**Selected excerpt:**
----------

When Leth texted again with “Sorry Yellow Movement,” it was then that I recognized the words that I have long been hearing the past few months from many former loyal Yellow stalwarts who have finally given up believing that the Yellow legacy holds any remaining promise of change and hope for its believers and the broad masses of the people.

I discussed this on the latest episode of our radio show and I said that I had been “Sorry Yellow” long, long before — ever since the last few years of the Cory Aquino administration.

The newcomers to this “Sorry Yellow” tribe are therefore more than welcome. They can in fact be a “boon” to the nation and a tremendous help in freeing the minds of the remaining wayward souls aboard the Yellow train. After nearly 25 years of domination in the Philippine scene, the Yellow era in our politics and governance has failed miserably — nay, criminally — to bring its promise of democracy, economic development, and prosperity.

Instead, what it has given is reinforced neo-colonial chains by the plutocrats who pull the strings on corrupted national and local, election, judicial, security, defense, and other officials in a sham, make-believe democracy that nurtures and entrenches an army of career sycophants all the way to the top, so long as they pay homage to the US Ambassador, sing paeans to “foreign investors,” and genuflect before “globalization” and “privatization.”

A historical perspective to the “color revolutions” is useful at this stage. I have said that the Philippines is the political-economic laboratory of American imperialism. The US has time and again shown that it exercises in-depth mind and political control over this country very successfully.

My first impression of RP being a testing ground for US imperialist programs came from a study of the Philippines’ transition from the “Filipino First Policy” under President Carlos P. Garcia to the “decontrol” period of Diosdado Macapagal — a process imposed by the earliest “structural adjustment” programs of the International Monetary Fund (IMF), which included liberalization of foreign exchange and trade controls.

----------

**Required tasks:**
• 1. According to the column, for about how long did the Yellow era dominate the Philippine scene?
• 2. Repeat the column's text between "When Leth texted" and "of the people.", inclusive.
None of the items matter for the work here.

**Material supplied:**
----------

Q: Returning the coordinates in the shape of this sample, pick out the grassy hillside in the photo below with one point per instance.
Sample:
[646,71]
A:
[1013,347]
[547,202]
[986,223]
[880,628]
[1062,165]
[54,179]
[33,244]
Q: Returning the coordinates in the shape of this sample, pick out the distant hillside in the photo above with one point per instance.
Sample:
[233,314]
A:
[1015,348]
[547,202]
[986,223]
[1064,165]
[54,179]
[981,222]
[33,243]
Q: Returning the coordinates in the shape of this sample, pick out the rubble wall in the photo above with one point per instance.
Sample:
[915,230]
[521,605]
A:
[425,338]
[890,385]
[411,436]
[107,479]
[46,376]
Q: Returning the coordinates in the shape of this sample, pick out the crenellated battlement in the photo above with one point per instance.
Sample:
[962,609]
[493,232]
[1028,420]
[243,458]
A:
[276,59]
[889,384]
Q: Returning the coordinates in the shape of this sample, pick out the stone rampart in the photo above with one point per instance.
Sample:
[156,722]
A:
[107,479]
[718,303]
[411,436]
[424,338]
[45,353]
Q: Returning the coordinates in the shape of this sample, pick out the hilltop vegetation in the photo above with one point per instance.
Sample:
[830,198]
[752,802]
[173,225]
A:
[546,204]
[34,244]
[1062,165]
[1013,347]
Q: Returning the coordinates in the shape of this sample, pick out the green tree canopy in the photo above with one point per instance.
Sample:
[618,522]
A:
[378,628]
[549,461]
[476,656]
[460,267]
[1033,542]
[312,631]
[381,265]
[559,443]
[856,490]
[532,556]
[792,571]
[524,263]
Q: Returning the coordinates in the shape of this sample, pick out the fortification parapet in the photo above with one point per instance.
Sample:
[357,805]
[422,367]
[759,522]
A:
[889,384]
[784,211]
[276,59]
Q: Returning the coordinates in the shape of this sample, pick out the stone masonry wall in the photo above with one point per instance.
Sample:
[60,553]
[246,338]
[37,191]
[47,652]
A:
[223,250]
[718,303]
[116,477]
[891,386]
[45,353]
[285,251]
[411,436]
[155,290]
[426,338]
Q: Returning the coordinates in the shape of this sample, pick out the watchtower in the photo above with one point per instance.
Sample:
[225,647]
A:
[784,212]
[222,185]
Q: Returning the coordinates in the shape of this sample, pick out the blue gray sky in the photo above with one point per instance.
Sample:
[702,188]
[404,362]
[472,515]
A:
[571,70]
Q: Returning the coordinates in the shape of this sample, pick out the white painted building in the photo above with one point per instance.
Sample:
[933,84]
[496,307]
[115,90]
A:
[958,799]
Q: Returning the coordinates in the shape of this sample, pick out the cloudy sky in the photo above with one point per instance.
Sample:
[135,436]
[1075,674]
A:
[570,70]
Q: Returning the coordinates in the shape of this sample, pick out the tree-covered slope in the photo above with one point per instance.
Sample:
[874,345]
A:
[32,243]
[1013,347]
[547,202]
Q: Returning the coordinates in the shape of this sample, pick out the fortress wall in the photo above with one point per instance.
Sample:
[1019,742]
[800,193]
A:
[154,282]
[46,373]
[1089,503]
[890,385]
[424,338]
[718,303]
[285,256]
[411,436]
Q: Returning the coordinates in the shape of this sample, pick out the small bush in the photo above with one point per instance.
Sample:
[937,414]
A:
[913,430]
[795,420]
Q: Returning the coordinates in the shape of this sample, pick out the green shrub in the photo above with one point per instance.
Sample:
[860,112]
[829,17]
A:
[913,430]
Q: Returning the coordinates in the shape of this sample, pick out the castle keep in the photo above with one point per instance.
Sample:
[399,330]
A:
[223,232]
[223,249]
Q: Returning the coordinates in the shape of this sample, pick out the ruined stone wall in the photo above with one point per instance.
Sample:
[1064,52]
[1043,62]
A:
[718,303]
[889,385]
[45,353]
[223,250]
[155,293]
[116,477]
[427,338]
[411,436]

----------

**The solutions:**
• 1. Nearly 25 years.

• 2.
When Leth texted again with “Sorry Yellow Movement,” it was then that I recognized the words that I have long been hearing the past few months from many former loyal Yellow stalwarts who have finally given up believing that the Yellow legacy holds any remaining promise of change and hope for its believers and the broad masses of the people.